#### Passage provided
-------

The border checkpoint: CORS
The checkpoint sits at Origin City’s exit and is staffed by your own city’s officials, meaning the browser, not the server. Mail within your own city never sees it. Routine cross-city mail (simple requests) is waved through. Consequential mail requires an advance letter first (the OPTIONS preflight), and the warehouse consults its posted partner-city list (Access-Control-Allow-Origin) before clearing it. And sometimes the warehouse ships the package anyway, but your own checkpoint impounds it on return: CORS blocks the reading, not always the sending.
Courier rules on the highway: HTTP versions
HTTP/1.0: one truck, one delivery, rebuild the road. HTTP/1.1: road stays open, but trucks travel single-file. HTTP/2: parcels interleaved in shared trucks, but one pothole halts the whole convoy. HTTP/3 (QUIC): independent lanes per stream, so a pothole in one lane delays only that lane.
Large deliveries
Multipart requests are one order split across several labelled parcels; streaming responses are the warehouse shipping as it packs.

-------

[Coordinate labeling data]
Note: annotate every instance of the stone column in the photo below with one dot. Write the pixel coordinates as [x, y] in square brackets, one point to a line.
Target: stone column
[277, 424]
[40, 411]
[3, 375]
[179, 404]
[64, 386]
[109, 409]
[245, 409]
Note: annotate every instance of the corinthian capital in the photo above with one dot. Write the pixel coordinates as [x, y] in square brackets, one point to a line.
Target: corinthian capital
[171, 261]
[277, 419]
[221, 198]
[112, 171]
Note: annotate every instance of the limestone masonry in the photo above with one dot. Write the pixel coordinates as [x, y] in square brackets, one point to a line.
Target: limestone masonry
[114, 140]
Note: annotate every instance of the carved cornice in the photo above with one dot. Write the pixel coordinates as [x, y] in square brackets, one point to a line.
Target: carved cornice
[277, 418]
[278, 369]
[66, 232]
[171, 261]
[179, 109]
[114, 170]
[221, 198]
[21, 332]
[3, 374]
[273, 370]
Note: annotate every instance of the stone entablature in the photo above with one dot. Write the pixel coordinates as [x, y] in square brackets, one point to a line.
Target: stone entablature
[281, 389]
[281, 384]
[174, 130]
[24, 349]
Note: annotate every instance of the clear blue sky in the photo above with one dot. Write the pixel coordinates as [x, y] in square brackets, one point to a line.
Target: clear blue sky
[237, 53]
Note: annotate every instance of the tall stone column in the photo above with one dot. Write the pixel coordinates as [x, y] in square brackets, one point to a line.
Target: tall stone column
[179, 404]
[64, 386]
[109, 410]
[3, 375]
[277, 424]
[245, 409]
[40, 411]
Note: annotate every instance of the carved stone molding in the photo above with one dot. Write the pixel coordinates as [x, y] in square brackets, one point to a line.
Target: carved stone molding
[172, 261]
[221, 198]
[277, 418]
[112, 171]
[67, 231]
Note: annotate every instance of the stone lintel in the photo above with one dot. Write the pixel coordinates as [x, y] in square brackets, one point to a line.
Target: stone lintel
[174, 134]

-------

#### Written instruction
Extend the city-and-courier analogy for web traffic above, continuing after its final sentence about large deliveries.

#### Answer to the problem
The legend: full city-to-concept mapping
| City element | Concept |
|---|---|
| Origin City / API City | Origins (domains) |
| You, a citizen who only sends mail | Browser / client |
| Mail-order warehouse | Server |
| Clerks with no memory of past orders | Statelessness |
| Customer card you enclose each time | Cookie / session token |
| Dispatch supervisor assigning clerks | Load balancer |
| Highway between cities | TCP connection |
| Confirming the highway is open | 3-way handshake |
| Standing arrangement, road stays open | Keep-alive / persistent connection |
| Covered, armored route | TLS (HTTPS) |
| Sealed envelope | HTTP message |
| Address & instructions on the outside | Headers |
| Order form inside | Body |
| Verb on the order form | Method (GET/POST/PUT/PATCH/DELETE) |
| Stamped notice on the reply | Status code family |
| Home storeroom + batch stamp | Cache + ETag / Cache-Control |
| Postcard, no package attached | 304 Not Modified |
| Checkpoint at your city’s exit | CORS (browser-enforced) |
| Advance letter before consequential mail | OPTIONS preflight |
| Warehouse’s posted partner-city list | Access-Control-Allow-Origin |
| Courier rules on the shared highway | HTTP versions 1.0 → 1.1 → 2 → 3 |
Future city extensions: system design roadmap
- City archive / records office → Database
- Sorting depot where mail waits → Message queue (Kafka/SQS)
- Regional branch warehouses near your city → CDN
- Checkpoint’s daily mail quota → Rate limiting
- Multiple warehouses, supervisor picks one → Horizontal scaling + load balancing
Retention Checks
Answer from memory:
- Narrate one envelope’s full round trip: highway opening → checkpoint → warehouse → stamped reply.
- Why is PUT safe to retry on a timeout but POST isn’t?
- What’s the difference between 301, 302, and 304?
- Why doesn’t keep-alive fix head-of-line blocking? Why doesn’t HTTP/2 fully fix it either? What does HTTP/3 change?
- When does a CORS preflight fire, and who enforces CORS: browser or server?
- A CDN asset hasn’t changed in 6 months; the client sends
If-None-Matchwith its ETag. What comes back, and what’s in the body?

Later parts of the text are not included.